BRIEF: Rewrite the data below so that every "largest disc" becomes "largest circle", keeping everything else unchanged.

TASK INPUT:

——

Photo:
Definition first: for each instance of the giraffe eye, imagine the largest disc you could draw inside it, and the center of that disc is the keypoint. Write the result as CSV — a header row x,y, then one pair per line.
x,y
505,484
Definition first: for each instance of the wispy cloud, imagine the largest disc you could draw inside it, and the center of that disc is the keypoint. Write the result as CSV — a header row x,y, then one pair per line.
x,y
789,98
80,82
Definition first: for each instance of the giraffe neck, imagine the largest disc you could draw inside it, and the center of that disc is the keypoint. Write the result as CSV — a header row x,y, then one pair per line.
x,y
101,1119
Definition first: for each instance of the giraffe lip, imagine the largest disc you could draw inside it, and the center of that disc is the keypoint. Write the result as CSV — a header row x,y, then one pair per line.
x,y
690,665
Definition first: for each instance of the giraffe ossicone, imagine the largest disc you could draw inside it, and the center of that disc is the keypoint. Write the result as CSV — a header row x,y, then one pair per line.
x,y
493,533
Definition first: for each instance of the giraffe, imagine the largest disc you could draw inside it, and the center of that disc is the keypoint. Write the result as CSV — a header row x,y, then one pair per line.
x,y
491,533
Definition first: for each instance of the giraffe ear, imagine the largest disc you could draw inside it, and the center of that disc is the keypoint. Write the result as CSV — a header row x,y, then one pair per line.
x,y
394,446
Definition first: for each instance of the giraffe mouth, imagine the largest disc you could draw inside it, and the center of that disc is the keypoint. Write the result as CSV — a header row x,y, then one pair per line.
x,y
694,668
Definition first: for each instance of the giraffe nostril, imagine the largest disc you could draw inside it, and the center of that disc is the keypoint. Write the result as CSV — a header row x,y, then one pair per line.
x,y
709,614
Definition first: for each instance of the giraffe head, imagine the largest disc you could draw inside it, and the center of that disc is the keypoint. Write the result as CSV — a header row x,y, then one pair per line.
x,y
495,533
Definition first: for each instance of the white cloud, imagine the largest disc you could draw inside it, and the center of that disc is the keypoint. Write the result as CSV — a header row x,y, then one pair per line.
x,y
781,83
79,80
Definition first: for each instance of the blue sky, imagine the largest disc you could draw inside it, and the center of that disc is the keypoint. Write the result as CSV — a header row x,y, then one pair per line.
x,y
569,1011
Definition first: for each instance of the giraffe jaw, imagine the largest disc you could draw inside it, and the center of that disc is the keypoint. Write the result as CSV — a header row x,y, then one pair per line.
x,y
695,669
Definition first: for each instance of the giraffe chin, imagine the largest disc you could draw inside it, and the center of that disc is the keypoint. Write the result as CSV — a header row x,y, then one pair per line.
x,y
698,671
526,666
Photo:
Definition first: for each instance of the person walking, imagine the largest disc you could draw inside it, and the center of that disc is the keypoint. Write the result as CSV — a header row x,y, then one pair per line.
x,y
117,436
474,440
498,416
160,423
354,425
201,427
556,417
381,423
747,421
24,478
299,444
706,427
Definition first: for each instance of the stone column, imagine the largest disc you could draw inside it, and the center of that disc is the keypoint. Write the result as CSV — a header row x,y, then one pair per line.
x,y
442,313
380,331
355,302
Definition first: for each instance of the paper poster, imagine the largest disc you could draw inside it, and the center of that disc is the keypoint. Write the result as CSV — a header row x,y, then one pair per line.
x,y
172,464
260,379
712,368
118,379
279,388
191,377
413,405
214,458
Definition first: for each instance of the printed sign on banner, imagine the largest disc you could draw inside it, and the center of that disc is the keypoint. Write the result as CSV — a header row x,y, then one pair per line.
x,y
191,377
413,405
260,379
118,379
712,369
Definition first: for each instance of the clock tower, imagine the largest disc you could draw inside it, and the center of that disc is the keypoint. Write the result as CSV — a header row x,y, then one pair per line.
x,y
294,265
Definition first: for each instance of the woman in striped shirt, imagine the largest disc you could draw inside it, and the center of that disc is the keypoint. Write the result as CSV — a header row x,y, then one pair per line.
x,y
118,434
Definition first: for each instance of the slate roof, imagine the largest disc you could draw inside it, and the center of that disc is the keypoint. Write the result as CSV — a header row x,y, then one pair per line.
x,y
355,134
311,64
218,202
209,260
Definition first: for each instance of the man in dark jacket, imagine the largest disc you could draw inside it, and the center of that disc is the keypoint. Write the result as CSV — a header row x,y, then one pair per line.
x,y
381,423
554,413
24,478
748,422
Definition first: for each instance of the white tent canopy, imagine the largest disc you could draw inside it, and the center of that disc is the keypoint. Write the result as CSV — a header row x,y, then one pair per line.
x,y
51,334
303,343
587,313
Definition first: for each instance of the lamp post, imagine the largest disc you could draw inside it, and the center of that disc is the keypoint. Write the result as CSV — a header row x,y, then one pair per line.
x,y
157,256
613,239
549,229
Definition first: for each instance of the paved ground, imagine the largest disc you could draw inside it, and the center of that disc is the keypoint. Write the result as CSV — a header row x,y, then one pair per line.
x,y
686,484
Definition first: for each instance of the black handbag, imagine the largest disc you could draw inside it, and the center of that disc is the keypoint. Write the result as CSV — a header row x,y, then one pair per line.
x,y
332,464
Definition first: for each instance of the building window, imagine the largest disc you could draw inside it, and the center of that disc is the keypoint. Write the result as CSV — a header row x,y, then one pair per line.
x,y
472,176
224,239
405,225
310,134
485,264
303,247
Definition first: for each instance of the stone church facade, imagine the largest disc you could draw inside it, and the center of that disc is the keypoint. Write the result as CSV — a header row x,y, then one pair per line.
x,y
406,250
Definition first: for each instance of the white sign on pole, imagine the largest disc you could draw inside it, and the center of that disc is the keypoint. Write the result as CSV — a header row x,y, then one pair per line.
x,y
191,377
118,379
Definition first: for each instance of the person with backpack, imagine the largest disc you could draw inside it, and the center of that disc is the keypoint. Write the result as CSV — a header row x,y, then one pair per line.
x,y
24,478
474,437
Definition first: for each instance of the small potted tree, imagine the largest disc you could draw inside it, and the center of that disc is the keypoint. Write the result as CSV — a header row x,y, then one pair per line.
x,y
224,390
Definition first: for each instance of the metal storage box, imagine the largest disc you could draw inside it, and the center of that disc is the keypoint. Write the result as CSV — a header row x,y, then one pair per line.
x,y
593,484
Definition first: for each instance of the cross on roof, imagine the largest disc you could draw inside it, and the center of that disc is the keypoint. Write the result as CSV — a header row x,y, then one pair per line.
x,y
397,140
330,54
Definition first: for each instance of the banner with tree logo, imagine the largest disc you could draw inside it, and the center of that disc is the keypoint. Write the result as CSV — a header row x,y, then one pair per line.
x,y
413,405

——

RIGHT ANSWER:
Photo:
Definition first: for each instance of the giraffe eye, imagine the largest circle you could draw inside it, and the center of that disc is the keypoint. Write the result as CSV — a header row x,y, then one pair per line.
x,y
505,484
Definition first: for each instance of the wispy cloud, imagine the largest circle you could draw inside it, and the center of that disc is the keypoint. Write the result as CSV — a header row x,y, then one pair per line.
x,y
789,98
80,82
Definition first: for each instance of the giraffe neck, imagine the largest circle you could draw inside it, and the center of that disc is the keypoint. Write the result as CSV — a header row x,y, then one pair per line.
x,y
101,1119
Definition first: for each instance of the giraffe lip, imagine the largest circle you could draw inside it, and the center of that disc is the keypoint. Write the result as CSV — a header row x,y, then one pair per line.
x,y
690,665
Definition first: for each instance of the giraffe ossicone, imagine the largest circle you could draw inside it, and the center of that disc is the keypoint. Write the result as CSV — a header row x,y, then one pair per line.
x,y
493,533
Definition first: for each instance of the giraffe, imagine the largest circle you could draw inside it, and the center of that disc is the keypoint. Write the result as CSV — a header row x,y, then one pair per line.
x,y
491,533
Definition first: for each instance of the giraffe ear, imagine the largest circle you could draw inside it, and the center of that disc is the keypoint. Write the result as CSV — a header row x,y, then one pair per line.
x,y
394,446
Definition first: for each instance of the giraffe mouth, imagine the largest circle you could draw inside it, and the center of that disc is the keypoint. Write the result as CSV — a header row x,y, then one pair per line.
x,y
694,668
Definition first: for each instance of the giraffe nostril, imagine the largest circle you could draw inside it, and the center of that disc is the keypoint. Write the result as CSV — a header row x,y, then one pair per line.
x,y
709,614
Definition first: for each instance of the giraffe head, imagine the largest circle you could draw inside it, and the center of that disc is the keypoint. Write the result as CSV — a header row x,y, then one pair per line.
x,y
495,533
Definition first: for each instance of the white cloud, imagine the largest circle you could draw inside it, and the center of that disc is the keypoint. Write the result as CSV — a header row x,y, then one pair per line.
x,y
781,83
79,80
Definition first: for each instance of the blue sky, imagine the largest circle you could draw inside it, and the center of that disc is the keypoint. Write the result as CSV — a header row x,y, then one pair per line.
x,y
569,1011
Definition first: for each instance of the giraffe jaw, imagine the largest circle you could draw inside it, and the center of that disc is the keypoint. Write the result as CSV — a header row x,y, then one pair per line.
x,y
695,669
Definition first: for each instance of the giraffe chin, imagine the largest circle you could draw inside it, and the center of that disc is the keypoint. Write the result as CSV — a header row x,y, then one pair per line.
x,y
698,671
526,666
Photo:
Definition first: for each instance of the person walking, imagine the largest circle you could draw inside it, and the center of that disc is the keypoint. Write the result as CSV — a header row x,y, then one pair per line.
x,y
117,436
474,440
498,416
160,423
354,425
201,427
556,417
381,423
747,421
24,478
299,444
706,427
Definition first: for each instance of the stone column, imagine the largest circle you could draw inside it, and the center of that disc is the keypoint. Write the result as CSV — a header row x,y, then one pair per line.
x,y
442,313
380,331
355,302
Definition first: for each instance of the paper poster, imagine the largest circle you could draw inside it, and the center of that disc is the keypoint. Write the result as CSV — a header row x,y, then one pair per line.
x,y
172,464
260,379
712,368
118,379
279,388
191,377
413,405
214,458
Definition first: for each instance of the printed sign on banner, imagine the largest circle you could draw inside it, and the center of that disc is the keypoint. Write the result as CSV — a header row x,y, then one pair per line.
x,y
191,377
413,405
260,379
118,379
712,369
Definition first: for each instance of the clock tower, imagine the largest circle you could draw inside it, and the center of that disc is the keypoint. Write the result as CSV — a header row x,y, then one pair per line.
x,y
294,265
Definition first: for each instance of the woman in striped shirt, imagine the largest circle you could draw inside it, and the center of that disc is the keypoint. Write the result as CSV — a header row x,y, then one pair per line.
x,y
118,434
Definition first: for each instance of the slate roof, imagine the largest circle you could draw inside it, and the center of that disc is the keypoint. Write the result as CSV — a header row x,y, then one pair per line.
x,y
355,134
311,64
218,202
209,260
Definition first: for each instance of the man in dark jacket, imagine the largest circle you could draw inside it, and the center of that disc is the keypoint. Write the result as CSV — a header row x,y, then one pair per line.
x,y
381,423
554,413
24,478
748,422
Definition first: for each instance of the white tent canopy, imagine the largest circle you could draw inside it, and the center of that disc is the keypoint. Write the result as CSV — a header row x,y, then one pair per line.
x,y
51,334
303,343
587,313
Definition first: for each instance of the lamp post, imagine the largest circle you could draw inside it, and the center of that disc is the keypoint. Write the result as CSV — a header row x,y, then one pair per line.
x,y
157,256
613,239
549,229
Definition first: for each instance of the paved ground, imagine the largest circle you could draw inside it, and the center of that disc is the keypoint. Write the result as CSV — a header row x,y, then one pair per line.
x,y
686,484
Definition first: for each instance of the black handbag, imagine the largest circle you could draw inside it, and the center of that disc is the keypoint. Write the result as CSV — a header row x,y, then one pair per line.
x,y
332,464
Definition first: for each instance of the building window, imagine the largest circle you could draw inside it, and the center of that disc is the keypoint. Write the result as CSV — a header row x,y, then one pair per line.
x,y
472,176
224,239
405,225
310,134
485,264
303,247
Definition first: for each instance of the stone church facade, imagine the largest circle you could draw inside it, and the center of that disc is the keypoint. Write the result as CSV — a header row x,y, then one pair per line.
x,y
406,250
Definition first: for each instance of the white sign on pole, imagine the largest circle you could draw inside it, and the center of that disc is the keypoint. Write the result as CSV — a header row x,y, then one pair per line.
x,y
191,377
118,379
Definition first: for each instance of the person with backpack, imagine the largest circle you could draw inside it, and the center of that disc is the keypoint. Write the result as CSV — a header row x,y, then one pair per line.
x,y
24,478
474,437
Definition first: for each instance of the small potted tree, imagine the largest circle you could draw inside it, and the center of that disc is the keypoint. Write the result as CSV — a header row x,y, then one pair per line.
x,y
224,390
Definition first: for each instance of the metal storage box, imagine the largest circle you could draw inside it, and the center of that disc is the keypoint. Write the result as CSV — a header row x,y, then one pair per line.
x,y
593,484
Definition first: for each instance of the cross on roof, imagine the largest circle you could draw inside it, and the center of that disc is the keypoint. Write the result as CSV — a header row x,y, then one pair per line.
x,y
397,140
330,54
Definition first: for each instance of the banner with tree logo, imagine the largest circle you could draw inside it, and the center of that disc is the keypoint. Write the result as CSV — a header row x,y, then one pair per line.
x,y
413,405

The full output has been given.